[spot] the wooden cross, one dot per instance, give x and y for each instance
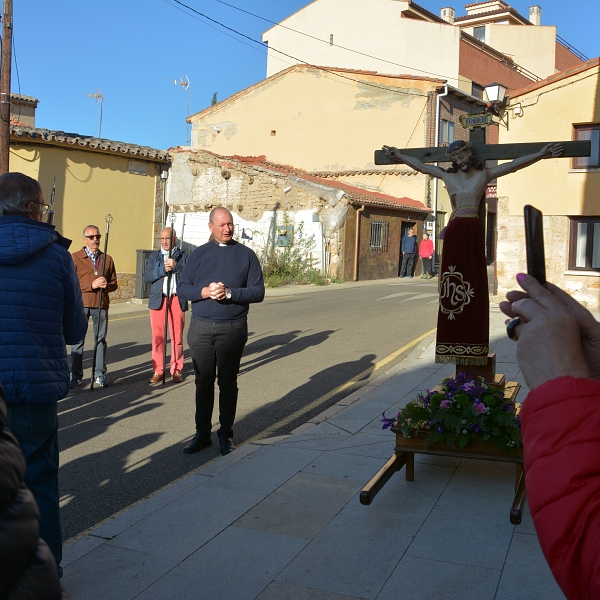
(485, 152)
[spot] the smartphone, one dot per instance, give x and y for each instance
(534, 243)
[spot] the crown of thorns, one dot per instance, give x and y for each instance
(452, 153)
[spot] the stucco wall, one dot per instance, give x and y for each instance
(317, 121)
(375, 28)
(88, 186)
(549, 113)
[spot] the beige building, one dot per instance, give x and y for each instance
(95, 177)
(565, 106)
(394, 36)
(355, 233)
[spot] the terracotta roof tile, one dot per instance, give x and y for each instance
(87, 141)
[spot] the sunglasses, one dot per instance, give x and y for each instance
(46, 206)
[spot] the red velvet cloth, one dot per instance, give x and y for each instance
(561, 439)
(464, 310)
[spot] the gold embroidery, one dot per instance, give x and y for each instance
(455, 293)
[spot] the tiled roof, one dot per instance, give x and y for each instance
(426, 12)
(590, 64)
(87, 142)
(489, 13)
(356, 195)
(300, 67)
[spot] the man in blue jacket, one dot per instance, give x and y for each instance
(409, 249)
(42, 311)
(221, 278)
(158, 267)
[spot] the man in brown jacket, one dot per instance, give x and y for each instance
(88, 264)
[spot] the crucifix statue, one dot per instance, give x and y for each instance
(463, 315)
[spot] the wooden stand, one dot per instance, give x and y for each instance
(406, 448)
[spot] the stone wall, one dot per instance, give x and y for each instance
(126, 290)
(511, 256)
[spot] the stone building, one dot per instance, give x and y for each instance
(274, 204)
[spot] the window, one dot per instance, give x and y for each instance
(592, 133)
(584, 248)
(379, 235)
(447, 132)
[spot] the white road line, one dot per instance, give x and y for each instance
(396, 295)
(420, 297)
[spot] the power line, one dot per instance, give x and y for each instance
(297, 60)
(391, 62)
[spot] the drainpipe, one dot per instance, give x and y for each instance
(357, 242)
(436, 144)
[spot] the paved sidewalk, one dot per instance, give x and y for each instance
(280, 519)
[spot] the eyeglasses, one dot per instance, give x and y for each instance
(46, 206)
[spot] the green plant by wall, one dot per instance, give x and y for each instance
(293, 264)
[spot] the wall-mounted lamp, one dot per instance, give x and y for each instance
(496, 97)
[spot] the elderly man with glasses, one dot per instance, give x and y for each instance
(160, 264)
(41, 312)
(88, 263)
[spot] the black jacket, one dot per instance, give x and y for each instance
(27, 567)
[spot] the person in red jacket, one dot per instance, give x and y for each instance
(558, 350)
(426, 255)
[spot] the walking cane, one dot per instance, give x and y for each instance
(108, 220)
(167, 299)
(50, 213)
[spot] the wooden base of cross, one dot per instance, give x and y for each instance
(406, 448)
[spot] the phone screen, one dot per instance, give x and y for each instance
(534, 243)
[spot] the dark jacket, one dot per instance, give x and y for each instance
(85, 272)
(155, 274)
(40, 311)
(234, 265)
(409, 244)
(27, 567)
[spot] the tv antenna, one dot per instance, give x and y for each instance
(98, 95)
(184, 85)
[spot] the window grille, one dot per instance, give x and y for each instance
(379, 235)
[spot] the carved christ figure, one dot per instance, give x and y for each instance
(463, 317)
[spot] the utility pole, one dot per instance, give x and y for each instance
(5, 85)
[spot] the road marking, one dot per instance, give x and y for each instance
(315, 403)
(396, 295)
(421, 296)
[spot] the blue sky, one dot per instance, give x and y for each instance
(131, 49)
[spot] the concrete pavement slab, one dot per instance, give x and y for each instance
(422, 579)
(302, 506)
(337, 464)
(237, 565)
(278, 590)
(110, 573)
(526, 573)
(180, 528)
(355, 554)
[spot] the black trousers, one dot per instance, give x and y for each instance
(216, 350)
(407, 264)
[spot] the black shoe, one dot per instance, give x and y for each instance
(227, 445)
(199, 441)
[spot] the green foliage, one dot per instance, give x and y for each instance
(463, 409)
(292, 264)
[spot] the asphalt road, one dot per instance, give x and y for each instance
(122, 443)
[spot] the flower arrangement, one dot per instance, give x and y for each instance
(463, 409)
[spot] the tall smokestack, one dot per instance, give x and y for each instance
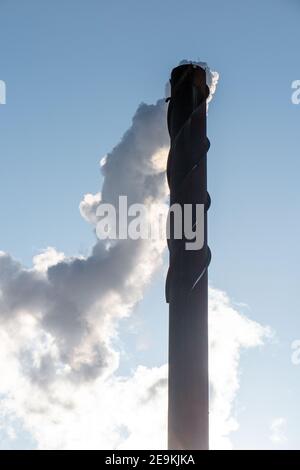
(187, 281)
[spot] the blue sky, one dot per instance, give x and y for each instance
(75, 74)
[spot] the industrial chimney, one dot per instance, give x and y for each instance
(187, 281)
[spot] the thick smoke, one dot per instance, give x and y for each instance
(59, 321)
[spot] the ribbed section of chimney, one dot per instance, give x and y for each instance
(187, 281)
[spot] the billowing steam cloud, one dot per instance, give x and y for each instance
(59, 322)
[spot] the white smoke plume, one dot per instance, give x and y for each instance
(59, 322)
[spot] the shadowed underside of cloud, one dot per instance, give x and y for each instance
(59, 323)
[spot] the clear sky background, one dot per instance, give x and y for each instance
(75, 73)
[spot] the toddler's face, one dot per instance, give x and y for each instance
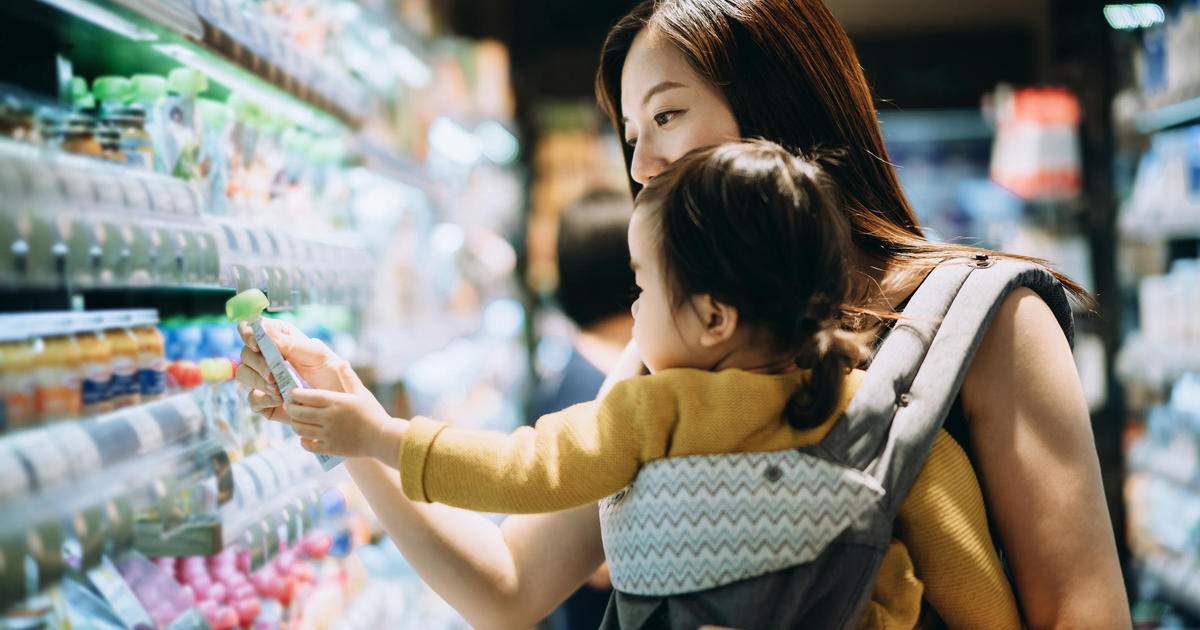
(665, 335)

● ● ● ●

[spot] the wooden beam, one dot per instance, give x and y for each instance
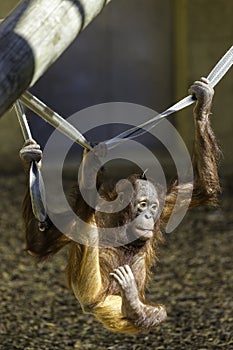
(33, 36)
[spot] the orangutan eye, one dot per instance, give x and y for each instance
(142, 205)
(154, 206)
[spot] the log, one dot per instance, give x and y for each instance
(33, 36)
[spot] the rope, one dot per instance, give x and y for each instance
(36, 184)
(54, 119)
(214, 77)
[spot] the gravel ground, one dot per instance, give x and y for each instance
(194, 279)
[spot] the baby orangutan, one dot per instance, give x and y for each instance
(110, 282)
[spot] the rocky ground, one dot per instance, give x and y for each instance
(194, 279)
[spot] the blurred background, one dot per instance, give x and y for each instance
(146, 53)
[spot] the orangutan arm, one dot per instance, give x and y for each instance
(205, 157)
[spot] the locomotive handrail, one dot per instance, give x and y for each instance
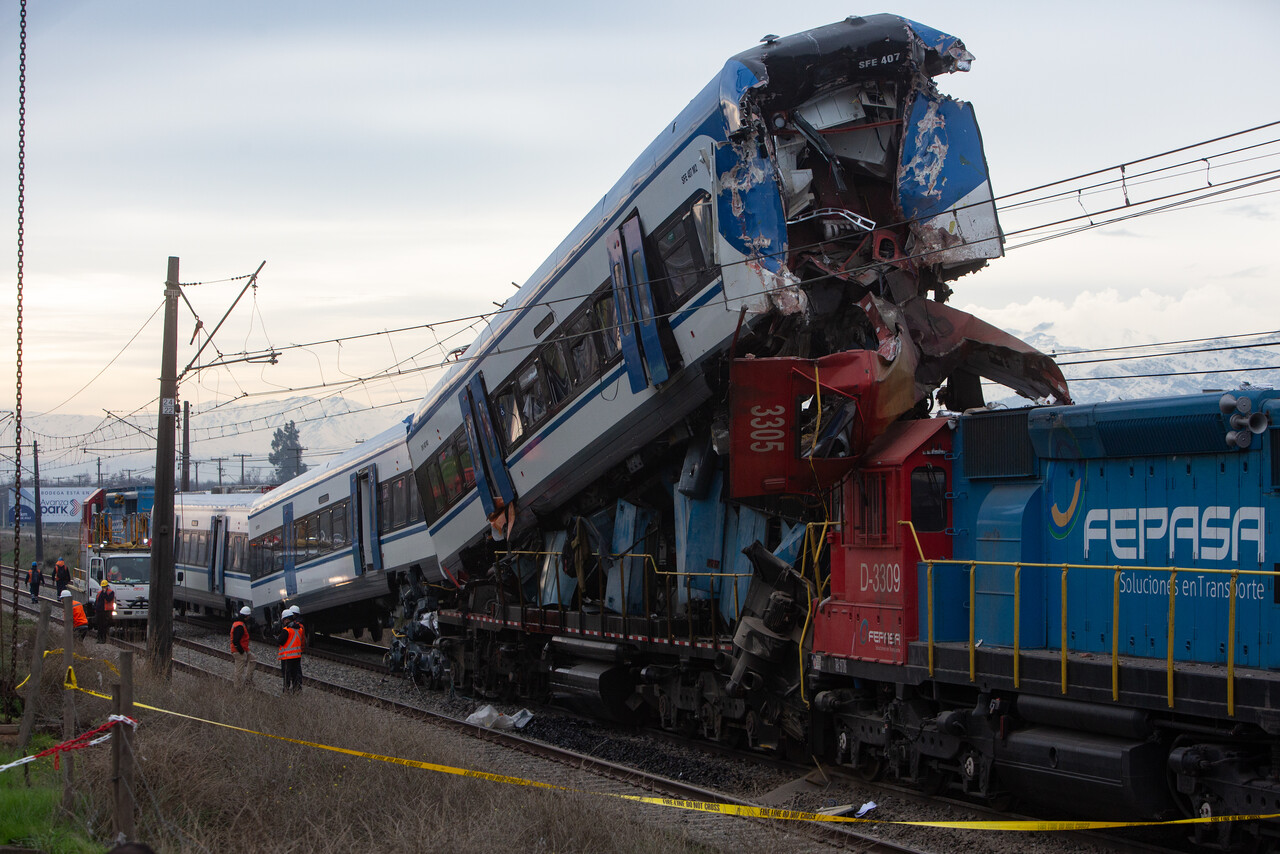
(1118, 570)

● ● ● ●

* [WHAT IS EXPECTED] Show every line of the listing that contains the word "stone", matching its case exactly.

* [THE RESPONSE]
[spot] the stone wall, one dot per instance, give x and y for each instance
[spot] the stone building, one dot per instance, give x and y for each instance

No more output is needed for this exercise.